Beginning at the line with "If you could spot the brown twig", output each line to the end of the listing below exactly, please.

**Available records**
──────────
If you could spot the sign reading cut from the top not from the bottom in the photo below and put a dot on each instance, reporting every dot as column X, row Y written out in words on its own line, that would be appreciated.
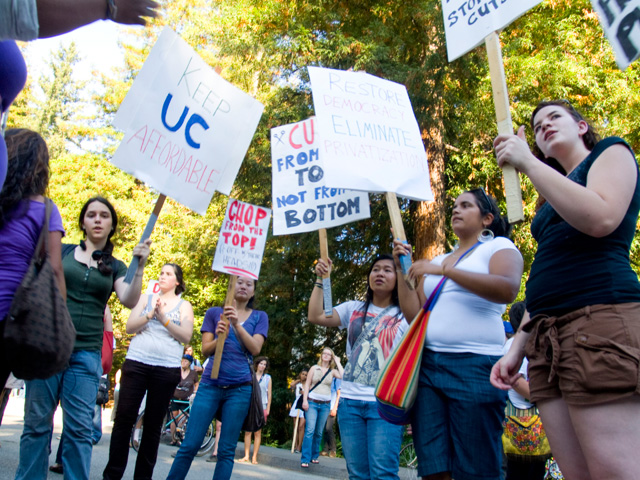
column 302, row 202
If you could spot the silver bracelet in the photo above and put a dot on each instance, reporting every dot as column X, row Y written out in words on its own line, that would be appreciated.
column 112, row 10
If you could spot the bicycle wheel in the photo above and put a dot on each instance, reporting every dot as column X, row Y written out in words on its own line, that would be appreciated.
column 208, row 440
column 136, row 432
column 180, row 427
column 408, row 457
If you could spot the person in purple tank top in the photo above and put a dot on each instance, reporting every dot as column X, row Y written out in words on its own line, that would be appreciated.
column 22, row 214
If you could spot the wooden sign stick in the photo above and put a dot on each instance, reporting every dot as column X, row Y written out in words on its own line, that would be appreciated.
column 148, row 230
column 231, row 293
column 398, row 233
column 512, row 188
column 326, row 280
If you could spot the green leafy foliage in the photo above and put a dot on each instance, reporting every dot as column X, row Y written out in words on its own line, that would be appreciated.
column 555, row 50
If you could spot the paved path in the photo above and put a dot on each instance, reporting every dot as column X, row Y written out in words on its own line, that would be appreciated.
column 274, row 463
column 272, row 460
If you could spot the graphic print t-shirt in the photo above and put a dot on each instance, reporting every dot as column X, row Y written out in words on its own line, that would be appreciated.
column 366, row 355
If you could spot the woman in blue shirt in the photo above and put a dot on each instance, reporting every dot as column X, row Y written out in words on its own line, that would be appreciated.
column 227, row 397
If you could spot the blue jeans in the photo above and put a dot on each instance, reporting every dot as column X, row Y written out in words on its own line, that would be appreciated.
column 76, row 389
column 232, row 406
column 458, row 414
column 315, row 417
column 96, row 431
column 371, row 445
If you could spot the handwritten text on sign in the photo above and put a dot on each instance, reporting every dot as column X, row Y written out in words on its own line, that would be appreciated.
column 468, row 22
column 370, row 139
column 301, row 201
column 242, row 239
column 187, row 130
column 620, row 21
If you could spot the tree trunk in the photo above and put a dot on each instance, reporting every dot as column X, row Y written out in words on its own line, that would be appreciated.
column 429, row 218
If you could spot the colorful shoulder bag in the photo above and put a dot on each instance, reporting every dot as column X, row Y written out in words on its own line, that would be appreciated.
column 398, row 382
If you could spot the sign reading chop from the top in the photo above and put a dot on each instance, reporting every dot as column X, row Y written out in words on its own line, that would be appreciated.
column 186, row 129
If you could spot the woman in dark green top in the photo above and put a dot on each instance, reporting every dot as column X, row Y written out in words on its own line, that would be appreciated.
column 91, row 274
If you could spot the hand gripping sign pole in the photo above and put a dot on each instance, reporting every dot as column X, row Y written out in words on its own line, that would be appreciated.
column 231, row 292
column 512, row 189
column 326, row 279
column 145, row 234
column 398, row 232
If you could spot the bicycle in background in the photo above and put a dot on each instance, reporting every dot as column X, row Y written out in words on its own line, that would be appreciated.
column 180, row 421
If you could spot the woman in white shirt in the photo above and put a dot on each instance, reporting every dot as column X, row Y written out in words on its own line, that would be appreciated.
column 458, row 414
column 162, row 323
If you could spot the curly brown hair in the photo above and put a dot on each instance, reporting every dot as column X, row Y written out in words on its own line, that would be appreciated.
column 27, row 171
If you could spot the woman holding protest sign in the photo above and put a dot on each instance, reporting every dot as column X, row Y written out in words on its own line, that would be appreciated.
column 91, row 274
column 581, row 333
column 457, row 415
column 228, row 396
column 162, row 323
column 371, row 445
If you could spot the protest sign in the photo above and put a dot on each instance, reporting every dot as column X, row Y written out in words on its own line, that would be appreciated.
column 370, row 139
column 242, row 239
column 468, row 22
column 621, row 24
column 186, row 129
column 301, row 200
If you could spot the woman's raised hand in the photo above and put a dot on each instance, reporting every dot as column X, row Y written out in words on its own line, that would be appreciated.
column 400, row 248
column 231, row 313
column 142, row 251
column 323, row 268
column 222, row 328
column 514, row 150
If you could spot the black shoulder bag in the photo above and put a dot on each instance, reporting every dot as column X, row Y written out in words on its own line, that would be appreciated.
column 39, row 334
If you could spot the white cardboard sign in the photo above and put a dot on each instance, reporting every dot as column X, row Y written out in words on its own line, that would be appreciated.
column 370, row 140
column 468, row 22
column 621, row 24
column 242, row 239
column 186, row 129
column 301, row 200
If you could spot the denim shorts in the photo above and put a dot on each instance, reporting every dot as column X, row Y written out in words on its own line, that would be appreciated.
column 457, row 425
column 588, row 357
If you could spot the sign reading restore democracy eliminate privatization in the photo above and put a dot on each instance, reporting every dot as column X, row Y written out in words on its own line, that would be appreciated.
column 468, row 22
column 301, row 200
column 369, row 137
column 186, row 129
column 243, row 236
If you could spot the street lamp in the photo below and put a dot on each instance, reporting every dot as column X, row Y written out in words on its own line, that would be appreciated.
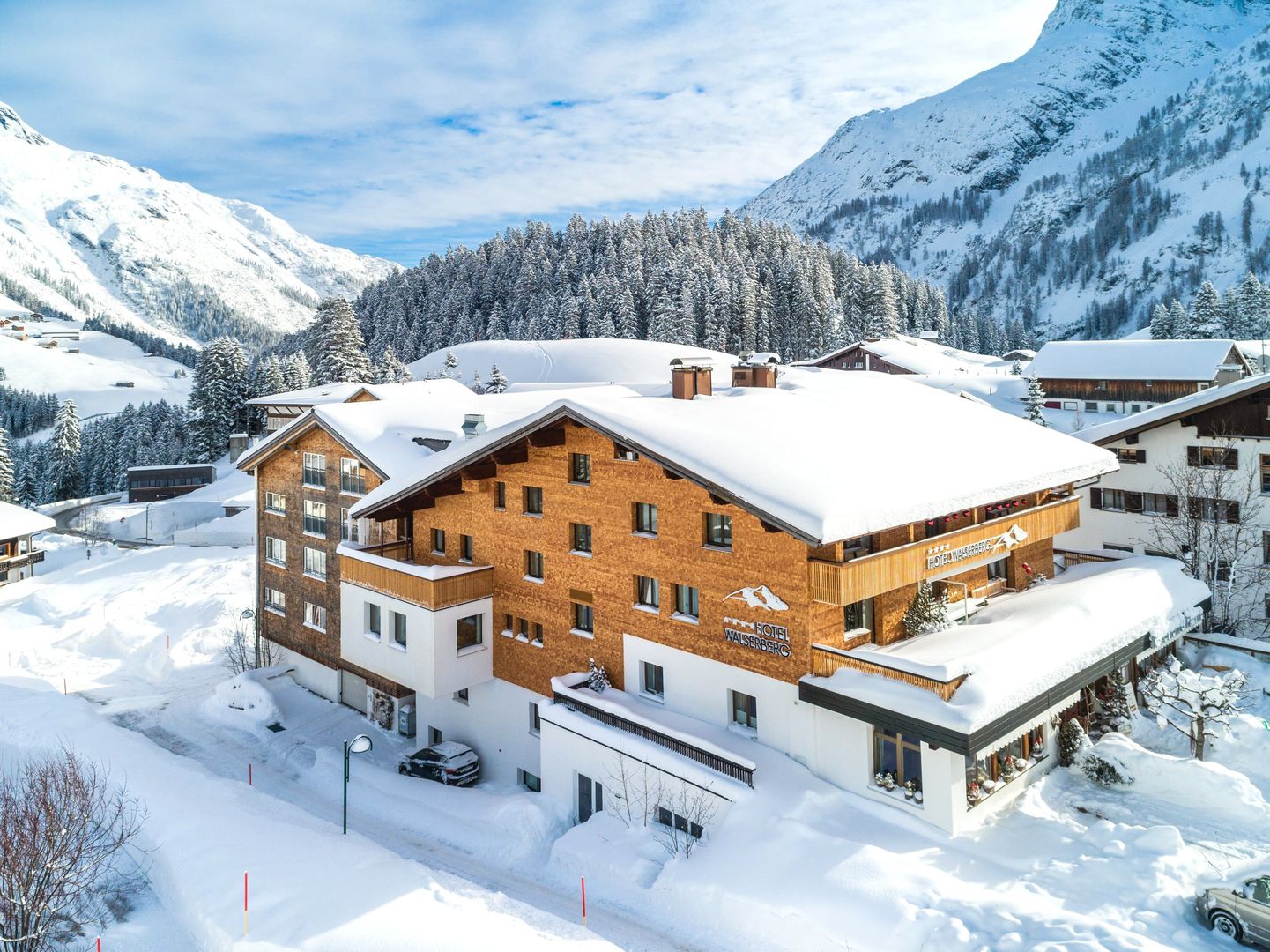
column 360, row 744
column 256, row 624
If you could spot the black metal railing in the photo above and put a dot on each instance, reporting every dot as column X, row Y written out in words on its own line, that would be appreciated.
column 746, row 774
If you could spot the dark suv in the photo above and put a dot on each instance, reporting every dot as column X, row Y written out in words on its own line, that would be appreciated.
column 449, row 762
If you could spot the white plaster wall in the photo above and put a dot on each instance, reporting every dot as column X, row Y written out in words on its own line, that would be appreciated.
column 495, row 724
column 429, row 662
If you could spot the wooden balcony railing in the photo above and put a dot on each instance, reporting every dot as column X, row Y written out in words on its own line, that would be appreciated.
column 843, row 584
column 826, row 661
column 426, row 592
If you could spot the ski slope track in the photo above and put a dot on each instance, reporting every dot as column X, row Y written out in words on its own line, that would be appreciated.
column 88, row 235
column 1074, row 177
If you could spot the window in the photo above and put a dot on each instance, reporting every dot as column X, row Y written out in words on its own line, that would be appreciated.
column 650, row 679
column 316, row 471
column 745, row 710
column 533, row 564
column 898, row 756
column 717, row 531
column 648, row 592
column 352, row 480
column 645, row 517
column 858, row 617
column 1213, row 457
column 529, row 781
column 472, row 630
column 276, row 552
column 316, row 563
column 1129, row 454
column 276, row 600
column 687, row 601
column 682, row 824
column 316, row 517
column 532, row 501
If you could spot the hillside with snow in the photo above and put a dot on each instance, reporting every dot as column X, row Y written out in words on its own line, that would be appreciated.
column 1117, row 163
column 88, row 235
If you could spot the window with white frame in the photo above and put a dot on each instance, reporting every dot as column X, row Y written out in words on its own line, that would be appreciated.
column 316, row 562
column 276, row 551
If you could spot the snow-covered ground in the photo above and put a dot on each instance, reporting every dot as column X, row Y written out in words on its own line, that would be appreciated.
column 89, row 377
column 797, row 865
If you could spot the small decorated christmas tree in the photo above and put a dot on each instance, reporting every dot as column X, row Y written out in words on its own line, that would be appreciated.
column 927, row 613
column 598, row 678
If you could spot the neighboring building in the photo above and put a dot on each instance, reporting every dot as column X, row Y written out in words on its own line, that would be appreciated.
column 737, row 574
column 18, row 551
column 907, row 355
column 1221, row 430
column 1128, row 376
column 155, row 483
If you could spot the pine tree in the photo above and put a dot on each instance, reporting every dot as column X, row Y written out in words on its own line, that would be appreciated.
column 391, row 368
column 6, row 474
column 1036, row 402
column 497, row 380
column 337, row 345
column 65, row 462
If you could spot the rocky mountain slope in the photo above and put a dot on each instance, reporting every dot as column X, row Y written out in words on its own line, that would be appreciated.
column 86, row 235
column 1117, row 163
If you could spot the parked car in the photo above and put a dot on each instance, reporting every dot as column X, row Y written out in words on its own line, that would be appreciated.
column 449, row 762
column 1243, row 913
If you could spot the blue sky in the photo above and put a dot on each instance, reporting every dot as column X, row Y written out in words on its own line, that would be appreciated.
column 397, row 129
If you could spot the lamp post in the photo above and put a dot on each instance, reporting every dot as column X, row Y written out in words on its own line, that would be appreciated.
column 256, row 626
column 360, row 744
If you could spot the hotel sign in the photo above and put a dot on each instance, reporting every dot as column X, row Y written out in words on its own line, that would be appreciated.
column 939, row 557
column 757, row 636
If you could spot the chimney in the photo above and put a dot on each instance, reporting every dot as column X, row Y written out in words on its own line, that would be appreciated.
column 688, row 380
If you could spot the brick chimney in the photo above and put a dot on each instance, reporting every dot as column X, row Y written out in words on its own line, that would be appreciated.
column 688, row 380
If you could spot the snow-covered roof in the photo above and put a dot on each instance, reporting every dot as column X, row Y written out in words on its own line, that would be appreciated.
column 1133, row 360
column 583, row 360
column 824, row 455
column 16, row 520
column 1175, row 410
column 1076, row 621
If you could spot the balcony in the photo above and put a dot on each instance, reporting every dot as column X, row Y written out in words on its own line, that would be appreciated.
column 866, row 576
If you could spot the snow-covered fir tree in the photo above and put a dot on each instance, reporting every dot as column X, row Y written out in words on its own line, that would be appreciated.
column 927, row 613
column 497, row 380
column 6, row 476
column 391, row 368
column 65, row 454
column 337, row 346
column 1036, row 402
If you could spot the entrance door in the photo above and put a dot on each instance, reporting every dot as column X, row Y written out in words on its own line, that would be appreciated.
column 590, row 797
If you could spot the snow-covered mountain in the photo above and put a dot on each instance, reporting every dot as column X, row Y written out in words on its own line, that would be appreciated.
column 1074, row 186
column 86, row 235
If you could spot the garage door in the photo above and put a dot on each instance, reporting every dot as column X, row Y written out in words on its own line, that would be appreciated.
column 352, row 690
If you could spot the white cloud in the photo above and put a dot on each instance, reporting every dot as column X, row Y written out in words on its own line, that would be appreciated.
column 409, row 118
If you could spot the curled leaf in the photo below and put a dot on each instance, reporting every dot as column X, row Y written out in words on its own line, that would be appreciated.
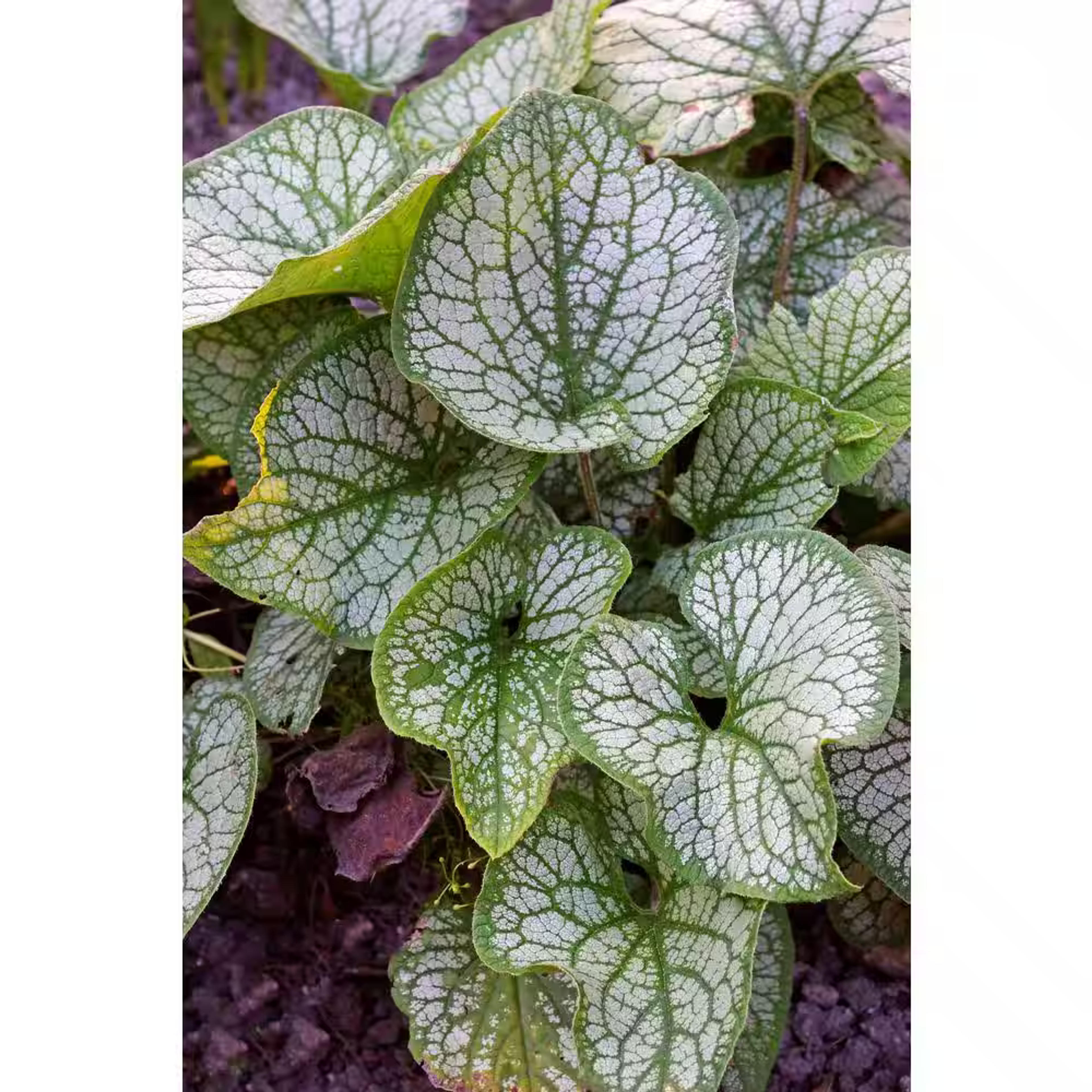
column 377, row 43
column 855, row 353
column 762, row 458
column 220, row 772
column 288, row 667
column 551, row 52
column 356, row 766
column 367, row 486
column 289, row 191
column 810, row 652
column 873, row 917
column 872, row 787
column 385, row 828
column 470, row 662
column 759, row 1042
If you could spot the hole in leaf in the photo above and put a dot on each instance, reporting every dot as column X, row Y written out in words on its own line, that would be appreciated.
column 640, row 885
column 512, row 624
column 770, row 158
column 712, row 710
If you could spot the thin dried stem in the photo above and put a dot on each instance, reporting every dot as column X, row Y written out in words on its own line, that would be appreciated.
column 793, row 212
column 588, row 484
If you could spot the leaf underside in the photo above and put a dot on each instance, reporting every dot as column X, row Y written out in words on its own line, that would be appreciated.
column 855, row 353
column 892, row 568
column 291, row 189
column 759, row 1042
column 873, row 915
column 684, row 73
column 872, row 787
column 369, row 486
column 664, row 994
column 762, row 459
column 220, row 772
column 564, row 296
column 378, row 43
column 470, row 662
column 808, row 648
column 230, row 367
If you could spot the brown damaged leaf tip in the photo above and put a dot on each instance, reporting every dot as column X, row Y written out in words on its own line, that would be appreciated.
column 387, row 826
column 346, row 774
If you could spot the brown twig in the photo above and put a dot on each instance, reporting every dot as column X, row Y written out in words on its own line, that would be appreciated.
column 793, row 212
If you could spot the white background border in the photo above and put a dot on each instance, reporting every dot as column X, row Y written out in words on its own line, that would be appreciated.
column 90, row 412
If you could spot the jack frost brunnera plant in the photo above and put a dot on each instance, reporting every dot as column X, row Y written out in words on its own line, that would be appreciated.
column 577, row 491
──────────
**Solved exercise**
If you could spot the brown twig in the photo above and put a dot on each instance, reporting every dot as column X, row Y written out in words on its own line, that would be appreciated.
column 793, row 212
If you could spot the white background border in the photo above and put a dot on each instance, reporting every dot as column X, row Y written out in words on its own line, that would be appreciated.
column 90, row 412
If you could spot the jack frost brunnera plant in the photo above and put a dot on each instance, reporting every dot as column X, row Y written out in words on its own line, that would be appreciated.
column 577, row 491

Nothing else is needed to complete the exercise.